**REQUIRED TASK 1**
In the interview with Alan Lazar, what does his novel ROAM chronicle?
**REQUIRED TASK 2**
Decide whether each statement agrees with the interview with Alan Lazar: (a) Lazar has scored more than thirty shows and films. (b) ROAM was published in 2012. (c) Lazar finds the elusive quality of great music only in melodic material.
**REQUIRED TASK 3**
Write the next part of the interview with Alan Lazar, picking up after its final sentence.

Posted in MusicWorld on March 28, 2012 by

Alan Lazar is an exquisitely gifted composer who has written scores for over thirty shows and films, including An American Crime, Sex and the City, Gangsta’s Paradise/Jerusalema, and The Real Housewives of Beverly Hills. His compositions provide the soundtracks that enhance a wide range of life experiences, from noble tragedy to guilty pleasures. Recently, Lazar has added another gamut entirely to his range by writing an engaging and well-received novel ROAM (Simon and Schuster, 2011), which chronicles the mutual dedication of a lost dog and his loving owner.

1. You’re a renowned composer of orchestral pieces and film scores. Would you mind talking for a moment about your sense of aesthetics, about what makes a piece of music successful? And could you talk about a place in any of your works that you think realizes what you like music to do?
I think there’s an elusive quality in great music that is very difficult to describe in words. I think you find it in some very melodic material, like most Mozart, but also in some very rhythm-oriented tracks, like some of Tupac Shakur’s work. It’s that sense of the music floating in the air in front of you, hovering effortlessly in time and space, with a sort of beautiful grace and elegance, not bound by the earth. When composers pull that off, listeners feel this sort of universality, a feeling of happiness and sadness both at once, this tingly emotion and knowledge of what it is to be human.

**Stored items from a collection**
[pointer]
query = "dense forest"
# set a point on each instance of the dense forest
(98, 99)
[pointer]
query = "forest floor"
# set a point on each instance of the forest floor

**TASK ANSWER 1**
It chronicles the mutual dedication of a lost dog and his loving owner.

**TASK ANSWER 2**
(a) Yes: "has written scores for over thirty shows and films"
(b) No: "(Simon and Schuster, 2011)"
(c) No: "but also in some very rhythm-oriented tracks"

**TASK ANSWER 3**
I think it’s a lifelong quest for most composers to try and attain that quality. It’s a mystery. Just what it is, I guess, is some secret combo where harmony and melody and rhythm that perfectly balance each other. I feel I got closest to that quality in a piece I wrote a few months after losing my dad. It’s called ‘For Dad,’ and is a slow orchestral piece. It came out very quickly on my piano one day, and is about the sadness of losing him, and yearning to see him again. It’s on my website in the Orchestral section.

2. Your new novel ‘ROAM’ contains a soundtrack that audiences can hear while reading using an app they download. What inspired you to write a score for your novel and how do you see the music working with the text in it?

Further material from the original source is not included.